═══ Quoted passage ═══

This gives me a flashback to when statisticians found that the number one issue that predicted whether or not a Brit voted for Brexit was their opinion on the death penalty: https://www.bbc.com/news/magazine-36803544

Assuming the predictive link goes the other way, does this mean that a referendum on the death penalty would be somewhat likely to go in favour of reinstating it?

There was an opinion poll in 2015 with a slim majority against reintroduction: https://www.bbc.co.uk/news/uk-32061822 , original report http://www.bsa.natcen.ac.uk/media-centre/archived-press-rele...

Shortly before the EU Referendum, support for remaining commanded a similarly small majority but then lost. Those supporting Leave ran a more effective campaign, including making use of data gathered online, targeted advertising via Facebook, and mostly emotional arguments. So I would be very concerned if a referendum were to be held on capital punishment.

MPs of all parties are overwhelmingly against reintroduction and there is no chance of it passing in a free vote in the House of Commons.

If that referendum were to be held in simple yes/no terms it would be a mess for exactly the same reason as Brexit - all the 'yes' voters would be voting based on a different understanding of the outcome. (Note this is far from the only reason why Brexit is a mess).

I remember that at the time, people were saying that leave and remain were running equally distasteful and underhanded campaigns. Now they're saying that Remain was worse. I think the memory might be getting socially Orwell'd.

The "remain" campaign operated the same playbook as during the Scottish Indyref: talking up the economic disadvantages, threatening a hard border between England and Scotland, and so on. This was successful in that campaign - but at the same time it got labelled "Project Fear". So in the Brexit referendum any suggestion that car plants would close etc got dismissed as "Project Fear".

Remain was nowhere near as dishonest as Leave, especially if you look at what the Electoral Commission said. Not to mention the two contradictory Leave campaigns.

> people were saying that leave and remain were running equally distasteful and underhanded campaigns

I don't know who was saying it? I think everyone can agree (even the courts) that Leave campaigning was far more underhanded both in terms of veracity and in terms of legality.

> they're saying that Remain was worse

Worse in terms of less effective and less emotionally appealing, yes. Again that is fairly universally acknowledged.

═══ Information given ═══

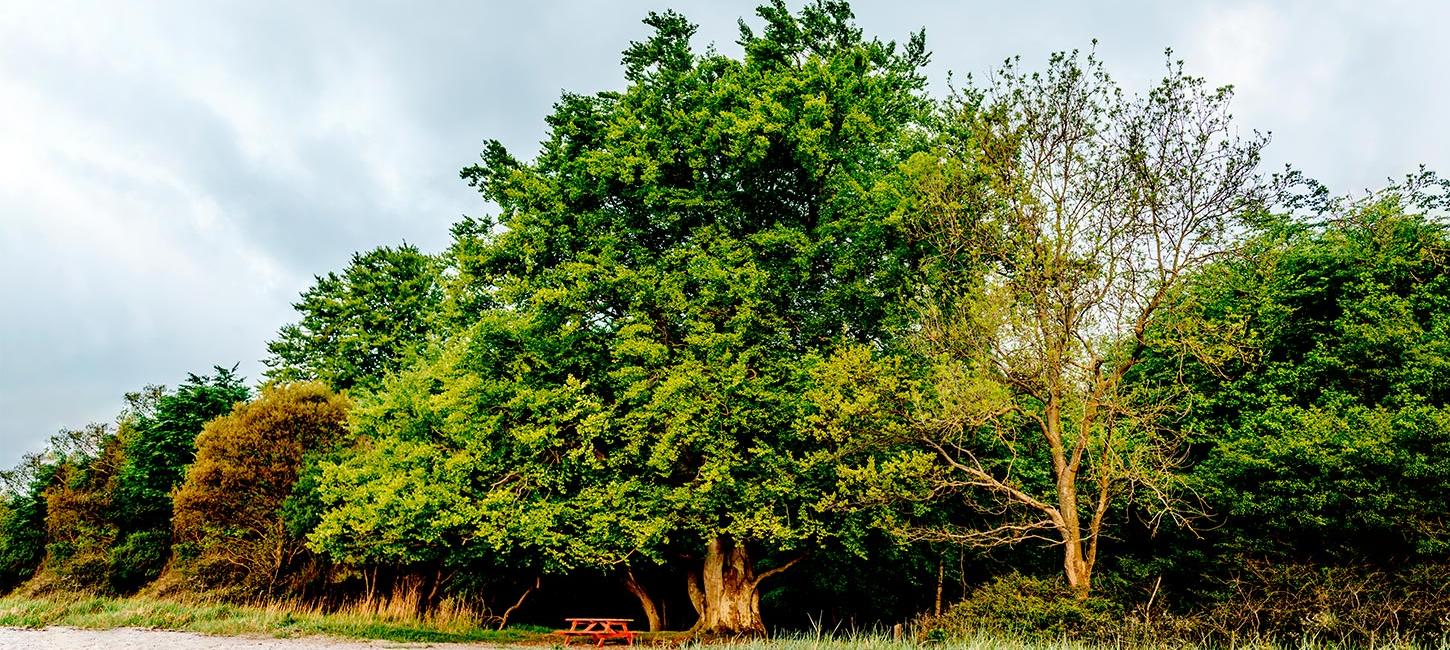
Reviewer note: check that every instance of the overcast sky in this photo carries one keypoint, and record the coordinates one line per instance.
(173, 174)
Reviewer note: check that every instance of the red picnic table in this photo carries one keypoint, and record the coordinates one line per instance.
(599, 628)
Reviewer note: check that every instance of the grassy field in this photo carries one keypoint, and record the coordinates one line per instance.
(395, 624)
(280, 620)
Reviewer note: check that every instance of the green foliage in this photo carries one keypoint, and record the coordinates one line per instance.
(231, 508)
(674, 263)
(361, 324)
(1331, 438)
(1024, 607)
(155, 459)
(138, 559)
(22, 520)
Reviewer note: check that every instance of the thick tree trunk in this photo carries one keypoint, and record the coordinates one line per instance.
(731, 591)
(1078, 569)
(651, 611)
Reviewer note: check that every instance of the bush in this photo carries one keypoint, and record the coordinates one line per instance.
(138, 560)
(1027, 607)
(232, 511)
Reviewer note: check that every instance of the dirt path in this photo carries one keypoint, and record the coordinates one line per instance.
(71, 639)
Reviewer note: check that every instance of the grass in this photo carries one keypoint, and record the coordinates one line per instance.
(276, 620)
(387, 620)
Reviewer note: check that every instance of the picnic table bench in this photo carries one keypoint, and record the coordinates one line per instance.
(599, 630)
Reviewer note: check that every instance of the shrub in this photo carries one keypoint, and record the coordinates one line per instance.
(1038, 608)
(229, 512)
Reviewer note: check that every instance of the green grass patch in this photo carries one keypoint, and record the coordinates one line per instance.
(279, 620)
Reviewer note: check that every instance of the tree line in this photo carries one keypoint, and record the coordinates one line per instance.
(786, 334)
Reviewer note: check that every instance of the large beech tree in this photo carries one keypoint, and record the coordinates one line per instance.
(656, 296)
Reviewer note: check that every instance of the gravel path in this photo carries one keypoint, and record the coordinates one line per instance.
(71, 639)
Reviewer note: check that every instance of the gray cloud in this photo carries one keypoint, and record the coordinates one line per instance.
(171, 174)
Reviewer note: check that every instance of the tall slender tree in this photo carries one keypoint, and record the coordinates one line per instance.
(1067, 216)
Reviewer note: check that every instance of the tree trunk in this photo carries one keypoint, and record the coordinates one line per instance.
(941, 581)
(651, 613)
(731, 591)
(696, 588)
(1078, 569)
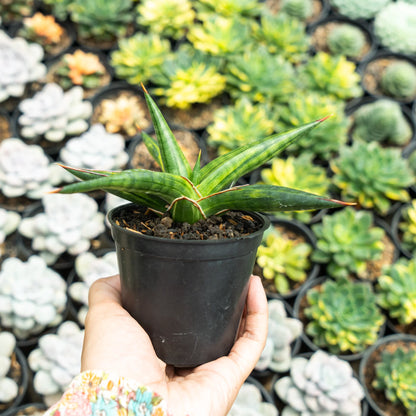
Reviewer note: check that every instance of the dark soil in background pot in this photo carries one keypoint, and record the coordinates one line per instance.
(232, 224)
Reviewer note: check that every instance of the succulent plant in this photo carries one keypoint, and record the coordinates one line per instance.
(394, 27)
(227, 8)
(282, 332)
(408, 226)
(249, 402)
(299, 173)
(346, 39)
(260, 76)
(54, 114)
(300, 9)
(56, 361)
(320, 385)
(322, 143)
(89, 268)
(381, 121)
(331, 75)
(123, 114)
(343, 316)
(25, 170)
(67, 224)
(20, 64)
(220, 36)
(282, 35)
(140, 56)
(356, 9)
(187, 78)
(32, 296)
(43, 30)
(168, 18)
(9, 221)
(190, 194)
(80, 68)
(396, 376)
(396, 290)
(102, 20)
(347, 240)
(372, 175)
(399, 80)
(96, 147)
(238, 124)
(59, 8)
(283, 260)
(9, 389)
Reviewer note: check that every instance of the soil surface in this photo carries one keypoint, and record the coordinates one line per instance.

═══

Given instruction 1 =
According to the Brexit discussion, why did warnings during the Brexit referendum, such as car plants closing, get dismissed? Answer in one to three sentences.
Given instruction 2 =
Please retype a passage of the Brexit discussion, beginning at the words "Shortly before the" and stopping after the words "House of Commons.".

Exercise answer 1 =
The Remain side used the same approach as in the Scottish independence referendum, stressing economic disadvantages and threatening a hard border between England and Scotland. That approach worked there but was labelled "Project Fear," so in the Brexit referendum such warnings were brushed aside under that name.

Exercise answer 2 =
Shortly before the EU Referendum, support for remaining commanded a similarly small majority but then lost. Those supporting Leave ran a more effective campaign, including making use of data gathered online, targeted advertising via Facebook, and mostly emotional arguments. So I would be very concerned if a referendum were to be held on capital punishment.

MPs of all parties are overwhelmingly against reintroduction and there is no chance of it passing in a free vote in the House of Commons.